====== EXERCISE DATA
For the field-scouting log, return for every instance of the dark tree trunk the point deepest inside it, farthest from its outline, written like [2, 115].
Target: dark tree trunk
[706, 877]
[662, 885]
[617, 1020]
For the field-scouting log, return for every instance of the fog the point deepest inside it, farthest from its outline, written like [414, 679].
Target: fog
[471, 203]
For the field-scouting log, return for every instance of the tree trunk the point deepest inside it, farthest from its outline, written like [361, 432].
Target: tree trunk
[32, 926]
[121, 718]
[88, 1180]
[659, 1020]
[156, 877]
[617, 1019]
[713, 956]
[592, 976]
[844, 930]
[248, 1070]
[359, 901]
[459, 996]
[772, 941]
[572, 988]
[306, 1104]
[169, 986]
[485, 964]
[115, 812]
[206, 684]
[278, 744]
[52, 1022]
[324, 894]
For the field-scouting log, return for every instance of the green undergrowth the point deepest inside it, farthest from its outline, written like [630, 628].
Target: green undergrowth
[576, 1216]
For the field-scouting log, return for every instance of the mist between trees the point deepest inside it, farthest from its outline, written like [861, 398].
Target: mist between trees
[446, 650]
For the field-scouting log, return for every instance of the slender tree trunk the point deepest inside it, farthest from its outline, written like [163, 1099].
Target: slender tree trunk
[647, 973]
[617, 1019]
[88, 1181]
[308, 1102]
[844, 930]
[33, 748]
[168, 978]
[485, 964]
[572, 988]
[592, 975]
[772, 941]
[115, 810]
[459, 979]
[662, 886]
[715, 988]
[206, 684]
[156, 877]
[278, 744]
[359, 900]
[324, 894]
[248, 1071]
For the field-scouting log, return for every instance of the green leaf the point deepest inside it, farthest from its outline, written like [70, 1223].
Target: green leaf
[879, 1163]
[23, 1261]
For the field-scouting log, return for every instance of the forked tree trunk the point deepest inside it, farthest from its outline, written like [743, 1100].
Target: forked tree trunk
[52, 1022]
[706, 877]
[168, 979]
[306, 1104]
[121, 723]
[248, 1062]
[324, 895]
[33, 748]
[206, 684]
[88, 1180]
============
[WHAT TO PRODUCE]
Output the data above in full and exactly.

[EXERCISE ANSWER]
For the field-scouting log, return for every instance of the dark tree trunk the point deepest inside it, farthest from its outline, written like [2, 115].
Target: dark tree trunk
[706, 877]
[662, 885]
[617, 1020]
For the field-scouting log, return for every instance of the fog the point deepest inside it, farthest from its outline, written like [414, 679].
Target: fog
[471, 203]
For the field-scouting log, return for every instance of the tree trunk the point deepest inside it, farthest from its outline, written like [361, 432].
Target: tree trunk
[32, 926]
[121, 718]
[88, 1180]
[659, 1020]
[156, 877]
[617, 1019]
[713, 956]
[592, 976]
[844, 930]
[248, 1070]
[359, 901]
[459, 996]
[772, 941]
[572, 988]
[306, 1104]
[169, 986]
[485, 964]
[115, 812]
[206, 684]
[278, 744]
[52, 1022]
[324, 894]
For the field-scouting log, return for every instance of the green undergrowth the point deepest inside it, farthest from its outline, written like [630, 628].
Target: green undergrowth
[576, 1216]
For the field-scouting log, return for every instance of the mist between trees the point deepest inside it, farthest from its outline, written like [861, 398].
Target: mist between trees
[446, 650]
For the field-scouting log, return for every instance of the slender tree trunk the point deepest inside it, farthest from its outline, written like [163, 1099].
Target: slender tree trunk
[647, 973]
[617, 1019]
[88, 1181]
[308, 1102]
[844, 930]
[33, 748]
[168, 978]
[485, 964]
[572, 988]
[592, 975]
[772, 941]
[115, 810]
[459, 979]
[662, 886]
[715, 988]
[206, 684]
[156, 877]
[278, 744]
[359, 900]
[324, 894]
[248, 1071]
For the field-scouting log, return for every instance of the green leaf the point deepest inside it, farthest from its outline, written like [70, 1223].
Target: green leaf
[879, 1163]
[23, 1261]
For the field-scouting log, return for every instance of the forked tree trunk the point deepest inside it, farthest from its outline, written like [743, 1100].
Target: forked tree trunk
[52, 1022]
[706, 877]
[168, 979]
[306, 1104]
[121, 723]
[248, 1062]
[324, 895]
[33, 748]
[206, 684]
[88, 1180]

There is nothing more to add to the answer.